§ Stated goal:
Pull out every line of the records below that contains the word "orange", matching case exactly.

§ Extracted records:
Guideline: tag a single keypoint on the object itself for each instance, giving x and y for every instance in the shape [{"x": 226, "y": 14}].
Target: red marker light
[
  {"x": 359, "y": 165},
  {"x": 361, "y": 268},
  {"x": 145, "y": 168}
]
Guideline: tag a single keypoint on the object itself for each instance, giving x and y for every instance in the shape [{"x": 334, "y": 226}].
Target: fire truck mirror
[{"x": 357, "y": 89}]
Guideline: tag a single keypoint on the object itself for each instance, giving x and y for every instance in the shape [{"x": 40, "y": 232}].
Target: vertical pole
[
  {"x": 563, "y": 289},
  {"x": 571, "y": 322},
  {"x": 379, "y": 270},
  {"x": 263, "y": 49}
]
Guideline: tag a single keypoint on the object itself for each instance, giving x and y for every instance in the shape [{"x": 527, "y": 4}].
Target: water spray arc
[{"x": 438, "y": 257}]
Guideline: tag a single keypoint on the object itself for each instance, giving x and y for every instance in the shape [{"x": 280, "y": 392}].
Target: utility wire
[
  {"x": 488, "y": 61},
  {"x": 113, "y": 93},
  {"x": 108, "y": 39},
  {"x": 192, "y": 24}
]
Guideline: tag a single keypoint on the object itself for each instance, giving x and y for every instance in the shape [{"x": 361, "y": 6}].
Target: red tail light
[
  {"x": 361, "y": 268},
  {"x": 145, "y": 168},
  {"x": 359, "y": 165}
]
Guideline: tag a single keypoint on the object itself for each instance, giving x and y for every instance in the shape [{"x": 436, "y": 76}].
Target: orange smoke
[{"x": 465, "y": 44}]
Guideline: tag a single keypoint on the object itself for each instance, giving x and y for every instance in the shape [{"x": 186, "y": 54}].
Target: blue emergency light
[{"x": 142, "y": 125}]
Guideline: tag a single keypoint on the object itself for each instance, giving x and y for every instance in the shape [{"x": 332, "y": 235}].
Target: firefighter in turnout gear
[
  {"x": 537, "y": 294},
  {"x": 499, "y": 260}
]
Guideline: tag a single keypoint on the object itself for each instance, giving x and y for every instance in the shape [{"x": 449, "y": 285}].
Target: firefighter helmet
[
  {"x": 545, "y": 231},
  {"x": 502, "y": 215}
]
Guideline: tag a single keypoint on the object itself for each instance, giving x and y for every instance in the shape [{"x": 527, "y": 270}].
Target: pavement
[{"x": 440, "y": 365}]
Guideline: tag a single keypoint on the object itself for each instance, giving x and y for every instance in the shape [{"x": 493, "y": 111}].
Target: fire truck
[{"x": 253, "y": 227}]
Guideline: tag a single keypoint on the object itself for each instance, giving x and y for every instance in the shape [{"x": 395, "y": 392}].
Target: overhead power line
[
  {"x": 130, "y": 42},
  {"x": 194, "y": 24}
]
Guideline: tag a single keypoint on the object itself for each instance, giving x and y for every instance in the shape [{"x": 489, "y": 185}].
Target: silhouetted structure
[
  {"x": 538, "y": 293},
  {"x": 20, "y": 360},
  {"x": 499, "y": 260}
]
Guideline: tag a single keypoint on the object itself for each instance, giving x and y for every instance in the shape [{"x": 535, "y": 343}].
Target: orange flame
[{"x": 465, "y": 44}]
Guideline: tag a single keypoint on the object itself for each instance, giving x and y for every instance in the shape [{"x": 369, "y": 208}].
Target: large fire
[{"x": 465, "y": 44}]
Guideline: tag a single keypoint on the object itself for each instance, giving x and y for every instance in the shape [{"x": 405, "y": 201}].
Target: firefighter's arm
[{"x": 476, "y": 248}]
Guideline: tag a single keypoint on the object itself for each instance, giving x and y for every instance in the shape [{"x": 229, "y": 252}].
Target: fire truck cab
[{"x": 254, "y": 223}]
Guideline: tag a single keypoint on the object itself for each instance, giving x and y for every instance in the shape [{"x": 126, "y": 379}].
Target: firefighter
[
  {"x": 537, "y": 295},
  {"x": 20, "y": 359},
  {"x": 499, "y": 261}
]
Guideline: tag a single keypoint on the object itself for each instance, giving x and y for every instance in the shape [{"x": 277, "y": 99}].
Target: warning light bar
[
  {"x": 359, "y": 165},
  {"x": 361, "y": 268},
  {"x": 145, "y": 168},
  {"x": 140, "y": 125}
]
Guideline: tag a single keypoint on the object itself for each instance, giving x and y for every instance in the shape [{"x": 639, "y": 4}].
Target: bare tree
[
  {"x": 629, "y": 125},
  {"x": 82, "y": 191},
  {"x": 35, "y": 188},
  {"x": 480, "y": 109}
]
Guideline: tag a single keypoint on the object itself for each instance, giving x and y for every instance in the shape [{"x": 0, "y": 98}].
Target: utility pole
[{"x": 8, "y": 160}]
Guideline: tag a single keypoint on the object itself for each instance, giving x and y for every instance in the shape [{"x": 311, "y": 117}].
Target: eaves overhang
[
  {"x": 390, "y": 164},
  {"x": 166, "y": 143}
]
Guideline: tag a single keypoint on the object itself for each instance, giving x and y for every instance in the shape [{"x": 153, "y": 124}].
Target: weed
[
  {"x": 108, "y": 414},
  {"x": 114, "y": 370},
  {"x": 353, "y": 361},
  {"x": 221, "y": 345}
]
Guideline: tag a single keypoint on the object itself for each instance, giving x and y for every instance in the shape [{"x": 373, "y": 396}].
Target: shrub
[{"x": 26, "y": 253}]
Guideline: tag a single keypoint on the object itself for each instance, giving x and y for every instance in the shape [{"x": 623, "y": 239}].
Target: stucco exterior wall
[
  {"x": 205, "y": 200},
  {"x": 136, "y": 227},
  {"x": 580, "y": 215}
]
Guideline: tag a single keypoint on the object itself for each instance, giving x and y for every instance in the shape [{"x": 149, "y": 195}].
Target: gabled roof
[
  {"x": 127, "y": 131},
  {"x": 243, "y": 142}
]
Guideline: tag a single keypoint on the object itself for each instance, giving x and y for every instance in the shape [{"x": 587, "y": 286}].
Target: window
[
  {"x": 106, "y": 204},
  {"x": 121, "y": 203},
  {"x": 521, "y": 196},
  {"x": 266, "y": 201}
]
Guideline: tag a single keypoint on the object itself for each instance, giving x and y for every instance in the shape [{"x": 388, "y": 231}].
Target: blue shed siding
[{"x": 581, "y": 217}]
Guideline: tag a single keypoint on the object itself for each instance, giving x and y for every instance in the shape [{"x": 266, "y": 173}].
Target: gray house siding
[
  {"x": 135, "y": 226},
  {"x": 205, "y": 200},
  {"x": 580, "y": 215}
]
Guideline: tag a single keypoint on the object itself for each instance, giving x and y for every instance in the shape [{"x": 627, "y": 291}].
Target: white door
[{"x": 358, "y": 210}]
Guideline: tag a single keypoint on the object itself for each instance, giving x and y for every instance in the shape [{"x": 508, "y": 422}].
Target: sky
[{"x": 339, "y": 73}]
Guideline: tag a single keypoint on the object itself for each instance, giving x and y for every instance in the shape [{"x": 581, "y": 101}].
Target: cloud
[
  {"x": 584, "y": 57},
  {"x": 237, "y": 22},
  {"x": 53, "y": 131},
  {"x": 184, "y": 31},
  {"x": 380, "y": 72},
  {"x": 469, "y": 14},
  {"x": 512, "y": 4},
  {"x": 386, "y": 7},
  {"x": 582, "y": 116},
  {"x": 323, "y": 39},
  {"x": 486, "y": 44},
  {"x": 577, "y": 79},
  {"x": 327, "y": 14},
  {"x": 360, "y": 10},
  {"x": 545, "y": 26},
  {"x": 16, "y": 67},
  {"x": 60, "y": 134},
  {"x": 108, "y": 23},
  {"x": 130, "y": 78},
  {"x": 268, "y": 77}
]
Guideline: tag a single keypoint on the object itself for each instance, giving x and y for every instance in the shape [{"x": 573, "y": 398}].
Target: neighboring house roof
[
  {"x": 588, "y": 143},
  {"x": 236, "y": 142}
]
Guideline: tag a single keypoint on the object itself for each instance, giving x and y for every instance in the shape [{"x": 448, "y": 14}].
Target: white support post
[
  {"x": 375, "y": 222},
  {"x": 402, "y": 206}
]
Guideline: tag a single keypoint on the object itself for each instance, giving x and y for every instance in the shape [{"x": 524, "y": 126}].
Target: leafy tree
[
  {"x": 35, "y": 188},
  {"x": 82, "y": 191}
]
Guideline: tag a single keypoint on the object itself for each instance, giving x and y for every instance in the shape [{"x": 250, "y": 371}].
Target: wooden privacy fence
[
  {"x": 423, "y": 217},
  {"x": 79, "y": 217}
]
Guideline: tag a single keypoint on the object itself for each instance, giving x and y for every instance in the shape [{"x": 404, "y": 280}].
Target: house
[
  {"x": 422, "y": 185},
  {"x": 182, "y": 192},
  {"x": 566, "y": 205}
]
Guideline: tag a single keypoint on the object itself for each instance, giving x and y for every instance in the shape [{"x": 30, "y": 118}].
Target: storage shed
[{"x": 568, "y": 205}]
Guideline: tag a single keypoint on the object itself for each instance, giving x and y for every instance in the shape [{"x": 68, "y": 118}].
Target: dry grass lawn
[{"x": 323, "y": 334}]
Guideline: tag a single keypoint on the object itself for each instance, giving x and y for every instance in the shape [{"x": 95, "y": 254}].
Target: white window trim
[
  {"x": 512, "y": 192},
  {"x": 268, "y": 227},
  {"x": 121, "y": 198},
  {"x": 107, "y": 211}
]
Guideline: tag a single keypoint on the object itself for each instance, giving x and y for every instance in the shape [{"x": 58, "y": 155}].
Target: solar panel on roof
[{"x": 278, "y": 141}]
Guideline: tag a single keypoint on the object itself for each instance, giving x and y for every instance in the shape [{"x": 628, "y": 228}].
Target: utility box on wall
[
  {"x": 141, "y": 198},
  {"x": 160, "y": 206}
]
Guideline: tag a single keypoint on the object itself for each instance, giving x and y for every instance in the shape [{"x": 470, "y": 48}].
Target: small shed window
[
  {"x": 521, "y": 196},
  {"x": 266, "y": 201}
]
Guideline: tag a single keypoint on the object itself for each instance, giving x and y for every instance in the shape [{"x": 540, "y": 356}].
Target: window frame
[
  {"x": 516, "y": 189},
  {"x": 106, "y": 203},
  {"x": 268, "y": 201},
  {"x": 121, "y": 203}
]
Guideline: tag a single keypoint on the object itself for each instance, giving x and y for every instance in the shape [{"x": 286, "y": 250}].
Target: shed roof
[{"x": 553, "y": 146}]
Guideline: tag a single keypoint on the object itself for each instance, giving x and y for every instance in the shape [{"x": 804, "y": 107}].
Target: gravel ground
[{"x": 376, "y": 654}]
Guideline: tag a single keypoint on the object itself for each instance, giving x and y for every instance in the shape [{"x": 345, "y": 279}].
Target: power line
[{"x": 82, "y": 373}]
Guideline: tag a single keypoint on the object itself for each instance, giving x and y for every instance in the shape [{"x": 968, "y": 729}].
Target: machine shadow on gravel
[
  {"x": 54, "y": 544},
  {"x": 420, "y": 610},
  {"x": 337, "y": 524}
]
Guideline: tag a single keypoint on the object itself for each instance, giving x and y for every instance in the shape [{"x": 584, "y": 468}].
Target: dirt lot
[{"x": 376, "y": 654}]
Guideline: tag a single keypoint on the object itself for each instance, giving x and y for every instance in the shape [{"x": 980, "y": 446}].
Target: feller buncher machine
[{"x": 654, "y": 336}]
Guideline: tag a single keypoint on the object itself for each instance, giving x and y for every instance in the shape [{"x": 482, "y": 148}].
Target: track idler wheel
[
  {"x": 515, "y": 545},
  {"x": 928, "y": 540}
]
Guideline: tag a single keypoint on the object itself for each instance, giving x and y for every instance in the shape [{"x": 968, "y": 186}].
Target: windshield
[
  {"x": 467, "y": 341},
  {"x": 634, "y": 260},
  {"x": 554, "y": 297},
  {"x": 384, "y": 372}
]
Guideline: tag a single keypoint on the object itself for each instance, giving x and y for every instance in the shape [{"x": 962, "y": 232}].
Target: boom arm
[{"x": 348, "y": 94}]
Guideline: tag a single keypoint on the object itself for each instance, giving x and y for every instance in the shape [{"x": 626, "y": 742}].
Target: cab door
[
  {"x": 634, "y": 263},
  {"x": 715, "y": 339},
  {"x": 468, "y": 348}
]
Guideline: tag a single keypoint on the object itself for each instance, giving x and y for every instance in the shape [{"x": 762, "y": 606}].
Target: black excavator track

§ Finished answer:
Target: orange smoke
Target: orange flame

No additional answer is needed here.